<<<<

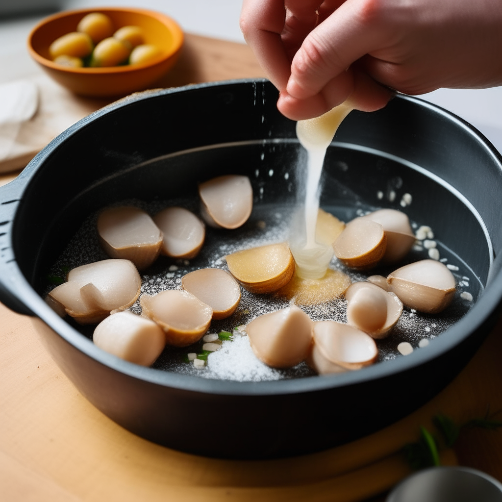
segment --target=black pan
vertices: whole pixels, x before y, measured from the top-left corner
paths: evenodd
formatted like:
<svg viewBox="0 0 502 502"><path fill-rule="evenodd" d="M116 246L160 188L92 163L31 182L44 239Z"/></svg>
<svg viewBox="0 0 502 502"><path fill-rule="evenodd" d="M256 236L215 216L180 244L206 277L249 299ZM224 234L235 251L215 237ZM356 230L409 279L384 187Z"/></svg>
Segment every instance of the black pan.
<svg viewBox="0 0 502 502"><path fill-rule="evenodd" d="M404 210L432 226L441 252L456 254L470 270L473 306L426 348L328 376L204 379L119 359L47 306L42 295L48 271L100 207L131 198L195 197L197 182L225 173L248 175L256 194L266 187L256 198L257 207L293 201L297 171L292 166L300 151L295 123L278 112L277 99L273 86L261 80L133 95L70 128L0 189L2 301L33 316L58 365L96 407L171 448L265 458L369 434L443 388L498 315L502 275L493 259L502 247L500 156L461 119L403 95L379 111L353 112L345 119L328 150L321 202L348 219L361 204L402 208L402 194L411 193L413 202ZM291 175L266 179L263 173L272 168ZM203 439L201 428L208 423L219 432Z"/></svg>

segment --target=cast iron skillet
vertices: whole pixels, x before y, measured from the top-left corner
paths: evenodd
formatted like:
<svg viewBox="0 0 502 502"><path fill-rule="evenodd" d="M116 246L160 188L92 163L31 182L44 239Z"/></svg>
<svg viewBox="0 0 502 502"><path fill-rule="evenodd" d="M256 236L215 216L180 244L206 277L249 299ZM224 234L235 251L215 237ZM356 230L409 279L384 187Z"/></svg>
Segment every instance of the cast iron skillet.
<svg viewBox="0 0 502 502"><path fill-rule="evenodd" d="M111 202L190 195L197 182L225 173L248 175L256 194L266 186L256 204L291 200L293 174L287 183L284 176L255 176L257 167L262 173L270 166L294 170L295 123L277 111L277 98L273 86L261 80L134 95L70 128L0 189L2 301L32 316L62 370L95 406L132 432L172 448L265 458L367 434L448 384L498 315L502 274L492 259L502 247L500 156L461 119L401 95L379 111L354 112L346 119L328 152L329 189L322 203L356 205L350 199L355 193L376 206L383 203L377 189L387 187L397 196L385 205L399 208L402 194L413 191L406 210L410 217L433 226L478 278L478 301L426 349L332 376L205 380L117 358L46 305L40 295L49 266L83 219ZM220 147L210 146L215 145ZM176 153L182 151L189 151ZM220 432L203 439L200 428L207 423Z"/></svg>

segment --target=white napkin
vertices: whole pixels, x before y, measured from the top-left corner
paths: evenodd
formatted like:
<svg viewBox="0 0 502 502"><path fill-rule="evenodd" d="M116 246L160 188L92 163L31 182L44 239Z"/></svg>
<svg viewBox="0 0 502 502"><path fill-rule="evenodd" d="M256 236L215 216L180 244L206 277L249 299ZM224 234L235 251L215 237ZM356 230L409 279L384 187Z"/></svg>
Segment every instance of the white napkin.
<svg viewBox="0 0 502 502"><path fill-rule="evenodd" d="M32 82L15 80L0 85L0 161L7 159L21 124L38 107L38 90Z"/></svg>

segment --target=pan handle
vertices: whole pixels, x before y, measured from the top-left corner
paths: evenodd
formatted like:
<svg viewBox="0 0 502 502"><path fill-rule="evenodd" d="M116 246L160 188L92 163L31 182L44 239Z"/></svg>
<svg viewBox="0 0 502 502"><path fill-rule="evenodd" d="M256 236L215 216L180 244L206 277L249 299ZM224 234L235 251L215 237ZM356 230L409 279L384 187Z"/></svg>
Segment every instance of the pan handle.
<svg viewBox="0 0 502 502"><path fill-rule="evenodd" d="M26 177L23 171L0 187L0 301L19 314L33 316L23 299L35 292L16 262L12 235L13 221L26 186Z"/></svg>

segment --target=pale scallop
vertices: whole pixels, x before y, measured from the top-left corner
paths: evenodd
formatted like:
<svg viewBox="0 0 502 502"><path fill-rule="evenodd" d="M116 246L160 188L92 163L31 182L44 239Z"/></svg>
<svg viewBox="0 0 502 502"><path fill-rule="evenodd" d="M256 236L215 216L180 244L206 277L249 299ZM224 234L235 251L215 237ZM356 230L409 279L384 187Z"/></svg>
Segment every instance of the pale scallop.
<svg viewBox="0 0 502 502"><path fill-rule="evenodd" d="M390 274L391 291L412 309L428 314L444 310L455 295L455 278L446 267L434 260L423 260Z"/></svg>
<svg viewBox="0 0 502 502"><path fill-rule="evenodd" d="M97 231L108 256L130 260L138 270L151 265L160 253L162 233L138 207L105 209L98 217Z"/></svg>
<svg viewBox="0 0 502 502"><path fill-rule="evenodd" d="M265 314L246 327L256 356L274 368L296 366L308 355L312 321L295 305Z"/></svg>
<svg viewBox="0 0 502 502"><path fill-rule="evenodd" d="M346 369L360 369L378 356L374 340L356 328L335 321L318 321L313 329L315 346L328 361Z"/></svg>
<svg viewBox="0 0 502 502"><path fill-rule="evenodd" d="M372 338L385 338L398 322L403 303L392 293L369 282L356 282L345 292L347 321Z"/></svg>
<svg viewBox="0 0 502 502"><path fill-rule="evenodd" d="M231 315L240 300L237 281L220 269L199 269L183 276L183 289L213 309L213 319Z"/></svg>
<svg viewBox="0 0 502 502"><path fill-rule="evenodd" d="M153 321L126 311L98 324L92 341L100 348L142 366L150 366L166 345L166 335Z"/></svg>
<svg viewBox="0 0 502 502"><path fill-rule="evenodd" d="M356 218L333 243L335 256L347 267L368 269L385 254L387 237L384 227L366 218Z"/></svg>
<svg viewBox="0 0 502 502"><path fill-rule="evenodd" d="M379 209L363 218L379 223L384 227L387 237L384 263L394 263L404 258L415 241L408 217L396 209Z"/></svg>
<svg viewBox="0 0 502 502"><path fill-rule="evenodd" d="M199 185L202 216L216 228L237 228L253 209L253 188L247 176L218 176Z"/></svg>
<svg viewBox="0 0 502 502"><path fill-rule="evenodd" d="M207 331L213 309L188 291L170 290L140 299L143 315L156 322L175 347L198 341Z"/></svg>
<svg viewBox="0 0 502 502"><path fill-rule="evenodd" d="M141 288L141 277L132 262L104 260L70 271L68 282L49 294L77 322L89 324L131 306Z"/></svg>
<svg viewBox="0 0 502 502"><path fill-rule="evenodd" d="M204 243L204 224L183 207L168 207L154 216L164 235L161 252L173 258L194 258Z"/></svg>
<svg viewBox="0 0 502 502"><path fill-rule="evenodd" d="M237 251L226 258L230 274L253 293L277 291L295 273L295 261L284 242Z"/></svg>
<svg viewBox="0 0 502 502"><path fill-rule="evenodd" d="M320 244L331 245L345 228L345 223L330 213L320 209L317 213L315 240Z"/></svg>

>>>>

- [Your instructions]: Recast every line of the entries above as a Markdown table with the columns Row and Line, numbering the rows and omitting blank lines. Leave the pictures out.

- [Written response]:
| Row | Line |
|---|---|
| 1 | segment --target=black pan |
| 2 | vertices: whole pixels, x before y, measured from the top-left corner |
| 3 | paths: evenodd |
| 4 | formatted like: |
| 5 | <svg viewBox="0 0 502 502"><path fill-rule="evenodd" d="M116 246L160 188L92 163L31 182L44 239Z"/></svg> |
| 6 | <svg viewBox="0 0 502 502"><path fill-rule="evenodd" d="M256 236L215 216L180 244L206 277L249 299ZM224 234L235 251L215 237ZM356 230L409 279L384 187Z"/></svg> |
| 7 | Segment every instance of the black pan. |
| 8 | <svg viewBox="0 0 502 502"><path fill-rule="evenodd" d="M404 210L432 226L441 252L456 254L470 270L473 306L426 348L328 376L204 379L119 359L47 306L42 295L48 271L100 207L131 198L195 197L197 182L225 173L248 175L256 194L266 187L256 198L257 207L293 201L297 171L292 166L300 151L295 123L278 112L277 99L273 86L261 80L133 95L70 128L0 189L2 301L33 316L58 365L96 407L171 448L265 458L369 434L443 388L498 315L502 275L493 259L502 247L500 156L461 119L403 95L379 111L353 112L345 119L328 150L321 202L348 219L361 204L402 208L402 194L411 193L413 202ZM291 175L266 179L263 173L272 168ZM203 439L201 428L208 423L219 432Z"/></svg> |
| 9 | segment --target=cast iron skillet |
| 10 | vertices: whole pixels, x before y, measured from the top-left corner |
| 11 | paths: evenodd |
| 12 | formatted like: |
| 13 | <svg viewBox="0 0 502 502"><path fill-rule="evenodd" d="M116 246L160 188L92 163L31 182L44 239Z"/></svg> |
| 14 | <svg viewBox="0 0 502 502"><path fill-rule="evenodd" d="M256 236L215 216L180 244L206 277L249 299ZM224 234L235 251L215 237ZM356 230L409 279L384 187Z"/></svg> |
| 15 | Segment every instance of the cast iron skillet. |
| 16 | <svg viewBox="0 0 502 502"><path fill-rule="evenodd" d="M111 202L190 195L197 182L225 173L248 175L256 194L266 186L256 204L291 200L293 174L287 183L284 176L255 176L257 167L262 173L270 166L294 170L295 123L277 111L277 98L273 86L261 80L134 95L70 128L0 189L2 301L32 316L62 370L95 406L132 432L172 448L265 458L367 434L448 384L498 315L502 274L492 259L502 247L500 156L461 119L401 95L379 111L354 112L346 119L328 152L329 189L322 203L356 205L350 199L355 193L376 206L383 203L377 189L387 187L397 196L385 205L399 208L402 194L413 191L406 210L410 217L433 226L478 278L478 301L426 349L332 376L205 380L117 358L46 305L40 295L49 266L83 219ZM220 147L210 146L215 145ZM176 153L182 151L189 151ZM220 432L203 439L200 428L207 423Z"/></svg> |
| 17 | segment --target=white napkin |
| 18 | vertices: whole pixels, x before y, measured from the top-left corner |
| 19 | paths: evenodd |
| 20 | formatted like: |
| 21 | <svg viewBox="0 0 502 502"><path fill-rule="evenodd" d="M116 246L160 188L92 163L31 182L44 239Z"/></svg> |
| 22 | <svg viewBox="0 0 502 502"><path fill-rule="evenodd" d="M256 236L215 216L180 244L206 277L249 299ZM224 234L235 251L215 237ZM356 230L409 279L384 187Z"/></svg> |
| 23 | Segment every instance of the white napkin. |
| 24 | <svg viewBox="0 0 502 502"><path fill-rule="evenodd" d="M32 82L15 80L0 85L0 161L7 159L21 124L38 107L38 90Z"/></svg> |
| 25 | segment --target=pan handle |
| 26 | vertices: whole pixels, x before y, measured from the top-left corner |
| 27 | paths: evenodd |
| 28 | formatted like: |
| 29 | <svg viewBox="0 0 502 502"><path fill-rule="evenodd" d="M116 246L160 188L92 163L31 182L44 239Z"/></svg> |
| 30 | <svg viewBox="0 0 502 502"><path fill-rule="evenodd" d="M256 236L215 216L180 244L206 277L249 299ZM224 234L235 251L215 237ZM356 230L409 279L384 187Z"/></svg> |
| 31 | Segment every instance of the pan handle. |
| 32 | <svg viewBox="0 0 502 502"><path fill-rule="evenodd" d="M26 177L23 171L0 187L0 301L19 314L33 316L23 299L35 292L16 262L12 235L13 221L26 186Z"/></svg> |
| 33 | segment --target=pale scallop |
| 34 | vertices: whole pixels, x before y, measured from the top-left corner |
| 35 | paths: evenodd |
| 36 | formatted like: |
| 37 | <svg viewBox="0 0 502 502"><path fill-rule="evenodd" d="M116 246L160 188L92 163L31 182L44 239Z"/></svg> |
| 38 | <svg viewBox="0 0 502 502"><path fill-rule="evenodd" d="M256 236L215 216L180 244L206 277L249 299ZM224 234L235 251L215 237ZM356 230L409 279L384 187Z"/></svg> |
| 39 | Segment every instance of the pale scallop. |
| 40 | <svg viewBox="0 0 502 502"><path fill-rule="evenodd" d="M390 274L391 291L412 309L428 314L444 310L455 295L455 278L446 267L434 260L423 260Z"/></svg> |
| 41 | <svg viewBox="0 0 502 502"><path fill-rule="evenodd" d="M97 231L108 256L130 260L138 270L151 265L160 253L162 233L138 207L105 209L98 217Z"/></svg> |
| 42 | <svg viewBox="0 0 502 502"><path fill-rule="evenodd" d="M265 314L246 327L256 356L274 368L296 366L308 355L312 321L295 305Z"/></svg> |
| 43 | <svg viewBox="0 0 502 502"><path fill-rule="evenodd" d="M346 369L360 369L378 356L374 340L356 328L335 321L318 321L313 329L315 346L328 361Z"/></svg> |
| 44 | <svg viewBox="0 0 502 502"><path fill-rule="evenodd" d="M372 338L385 338L398 322L403 303L392 293L369 282L356 282L345 292L347 321Z"/></svg> |
| 45 | <svg viewBox="0 0 502 502"><path fill-rule="evenodd" d="M231 315L240 300L237 281L220 269L199 269L183 276L183 289L213 309L213 319Z"/></svg> |
| 46 | <svg viewBox="0 0 502 502"><path fill-rule="evenodd" d="M153 321L126 311L98 324L92 341L100 348L142 366L150 366L166 345L166 335Z"/></svg> |
| 47 | <svg viewBox="0 0 502 502"><path fill-rule="evenodd" d="M356 218L333 243L335 256L347 267L368 269L385 254L387 237L384 227L366 218Z"/></svg> |
| 48 | <svg viewBox="0 0 502 502"><path fill-rule="evenodd" d="M379 209L363 218L379 223L384 227L387 237L384 263L394 263L404 258L415 241L408 217L396 209Z"/></svg> |
| 49 | <svg viewBox="0 0 502 502"><path fill-rule="evenodd" d="M199 185L202 216L216 228L237 228L253 209L253 188L247 176L218 176Z"/></svg> |
| 50 | <svg viewBox="0 0 502 502"><path fill-rule="evenodd" d="M207 331L213 309L188 291L170 290L140 299L143 315L156 322L175 347L198 341Z"/></svg> |
| 51 | <svg viewBox="0 0 502 502"><path fill-rule="evenodd" d="M141 288L141 277L132 262L104 260L70 271L68 282L49 294L77 322L89 324L131 306Z"/></svg> |
| 52 | <svg viewBox="0 0 502 502"><path fill-rule="evenodd" d="M204 243L204 224L183 207L168 207L154 216L164 235L161 252L173 258L194 258Z"/></svg> |
| 53 | <svg viewBox="0 0 502 502"><path fill-rule="evenodd" d="M237 251L226 258L230 274L253 293L277 291L295 273L295 261L284 242Z"/></svg> |
| 54 | <svg viewBox="0 0 502 502"><path fill-rule="evenodd" d="M320 244L331 245L345 228L345 223L330 213L320 209L317 213L315 240Z"/></svg> |